TESTO RIPORTATO:
%%

Pena di un anno e due mesi di reclusione per Damiano Menchise. Assolti invece tre dipendenti della Provincia di Massa

Albiano Magra, il ponte crollato

Albiano Magra - Crollo del ponte di Albiano, prima sentenza e un solo colpevole. Il presidente della sezione penale del Tribunale di Massa Ermanno Di Mattia ha formulato la condanna a un anno e due mesi di reclusione e pena sospesa, al dirigente Anas Damiano Menchise (difeso dall’avvocata fiorentina Daiana Bernardini), riconosciuto responsabile dei mancati controlli e degli interventi necessari. Per questo reato specifico la quantificazione è un anno, a cui si sono aggiunti due mesi per la colpevolezza anche relativamente alle lesioni e 20 mila euro di provvisionale sul risarcimento, che sarà poi deciso in sede civile, nei confronti del corriere Andrea Angelotti, che evitò la morte per miracolo.

%%

INSIEME DI DATI:

%%

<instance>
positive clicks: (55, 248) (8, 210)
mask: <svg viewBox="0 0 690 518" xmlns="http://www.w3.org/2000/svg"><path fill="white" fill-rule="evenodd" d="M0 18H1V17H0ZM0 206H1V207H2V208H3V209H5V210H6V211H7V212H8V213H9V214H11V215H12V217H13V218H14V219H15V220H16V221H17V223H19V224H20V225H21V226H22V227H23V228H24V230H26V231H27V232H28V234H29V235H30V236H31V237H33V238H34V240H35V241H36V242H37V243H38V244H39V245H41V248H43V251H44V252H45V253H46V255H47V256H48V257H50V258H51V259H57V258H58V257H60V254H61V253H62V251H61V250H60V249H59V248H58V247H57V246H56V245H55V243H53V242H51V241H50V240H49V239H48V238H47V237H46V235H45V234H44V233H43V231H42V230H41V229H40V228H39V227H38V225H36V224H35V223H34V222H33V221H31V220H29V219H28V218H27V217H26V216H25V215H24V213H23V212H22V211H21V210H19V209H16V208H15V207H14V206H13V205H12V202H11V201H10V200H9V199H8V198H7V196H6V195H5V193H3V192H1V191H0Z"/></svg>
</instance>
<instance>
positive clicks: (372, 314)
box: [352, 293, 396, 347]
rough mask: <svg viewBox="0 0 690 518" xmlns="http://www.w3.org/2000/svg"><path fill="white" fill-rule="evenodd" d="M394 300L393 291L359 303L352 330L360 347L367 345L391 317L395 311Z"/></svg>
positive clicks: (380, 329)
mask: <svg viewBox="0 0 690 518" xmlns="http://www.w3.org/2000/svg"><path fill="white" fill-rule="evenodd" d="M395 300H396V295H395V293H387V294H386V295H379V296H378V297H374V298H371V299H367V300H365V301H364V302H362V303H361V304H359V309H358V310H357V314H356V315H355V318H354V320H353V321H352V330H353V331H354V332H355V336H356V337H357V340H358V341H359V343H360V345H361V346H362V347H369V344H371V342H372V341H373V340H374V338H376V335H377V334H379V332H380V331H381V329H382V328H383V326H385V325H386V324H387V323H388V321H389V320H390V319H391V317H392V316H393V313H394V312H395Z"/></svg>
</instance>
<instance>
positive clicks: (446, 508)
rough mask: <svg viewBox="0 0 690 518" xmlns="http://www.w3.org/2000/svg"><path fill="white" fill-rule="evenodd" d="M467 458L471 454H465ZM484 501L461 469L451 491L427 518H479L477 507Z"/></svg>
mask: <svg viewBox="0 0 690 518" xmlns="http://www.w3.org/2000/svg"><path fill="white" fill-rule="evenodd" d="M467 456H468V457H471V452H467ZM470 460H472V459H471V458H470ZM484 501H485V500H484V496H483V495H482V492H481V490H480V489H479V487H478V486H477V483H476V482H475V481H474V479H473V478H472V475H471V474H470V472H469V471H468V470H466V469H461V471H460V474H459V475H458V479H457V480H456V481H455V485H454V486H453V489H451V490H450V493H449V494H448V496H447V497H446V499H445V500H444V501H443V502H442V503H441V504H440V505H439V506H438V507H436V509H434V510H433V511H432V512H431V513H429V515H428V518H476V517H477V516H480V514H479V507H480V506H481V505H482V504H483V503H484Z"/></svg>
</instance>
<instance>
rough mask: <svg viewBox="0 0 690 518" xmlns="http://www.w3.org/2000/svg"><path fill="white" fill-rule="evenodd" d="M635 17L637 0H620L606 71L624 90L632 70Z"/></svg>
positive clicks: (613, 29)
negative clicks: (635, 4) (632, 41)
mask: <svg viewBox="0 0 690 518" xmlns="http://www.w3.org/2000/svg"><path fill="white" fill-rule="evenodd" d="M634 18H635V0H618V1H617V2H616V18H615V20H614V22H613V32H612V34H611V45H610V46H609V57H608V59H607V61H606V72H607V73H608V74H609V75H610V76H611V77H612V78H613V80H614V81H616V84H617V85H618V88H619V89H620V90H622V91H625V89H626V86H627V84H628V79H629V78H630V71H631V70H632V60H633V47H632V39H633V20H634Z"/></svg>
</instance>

%%

COMPITI DA SVOLGERE:
- A) Trascrivi dall'articolo sul crollo del ponte di Albiano il passo che comincia con "Albiano Magra, il" e prosegue fino a "morte per miracolo.".
- B) Rispondi a queste domande sull'articolo relativo al crollo del ponte di Albiano.
(i) Quanti dipendenti della Provincia di Massa sono stati assolti?
(ii) Da chi è difeso Damiano Menchise?
(iii) A quanto ammonta la provvisionale sul risarcimento?
- C) Scrivi il seguito dell'articolo sul crollo del ponte di Albiano, partendo dopo l'ultima frase riportata.

RISPOSTE AI COMPITI:
- A)
Albiano Magra, il ponte crollato

Albiano Magra - Crollo del ponte di Albiano, prima sentenza e un solo colpevole. Il presidente della sezione penale del Tribunale di Massa Ermanno Di Mattia ha formulato la condanna a un anno e due mesi di reclusione e pena sospesa, al dirigente Anas Damiano Menchise (difeso dall’avvocata fiorentina Daiana Bernardini), riconosciuto responsabile dei mancati controlli e degli interventi necessari. Per questo reato specifico la quantificazione è un anno, a cui si sono aggiunti due mesi per la colpevolezza anche relativamente alle lesioni e 20 mila euro di provvisionale sul risarcimento, che sarà poi deciso in sede civile, nei confronti del corriere Andrea Angelotti, che evitò la morte per miracolo.

- B)
(i) Tre.
(ii) Dall'avvocata fiorentina Daiana Bernardini.
(iii) A 20 mila euro.

- C)
Detto che la richiesta del pm Elena Marcheschi era stata di un anno e nove mesi per Menchise, tutti assolti con formula dubitativa, invece, i tre vecchi dirigenti della Provincia di Massa, rimasti sul banco degli imputati. Si tratta di Gianluca Barbieri, difeso dall’avvocato Gian Paolo Carabelli, per il quale era già stata chiesta l’assoluzione, di Stefano Michela, rappresentato dal professor Enrico Marzaduri di Lucca, e di Giuliano Arrighi, difeso da Matteo Bertucci di Massa. Anche per questi ultimi due imputati erano stati richiesti un anno e nove mesi, sempre per disastro colposo. Come si ricorderà, il crollo del ponte di Albiano, verificatosi poco dopo le 10 dell’8 aprile 2020, in piena emergenza Covid, non causò fortunatamente vittime, ma provocò problemi seri di viabilità. Migliaia di persone videro adagiarsi quel ponte sul letto del fiume Magra, tra Caprigliola e Albiano nella porzione di Toscana che rientra in territorio spezzino.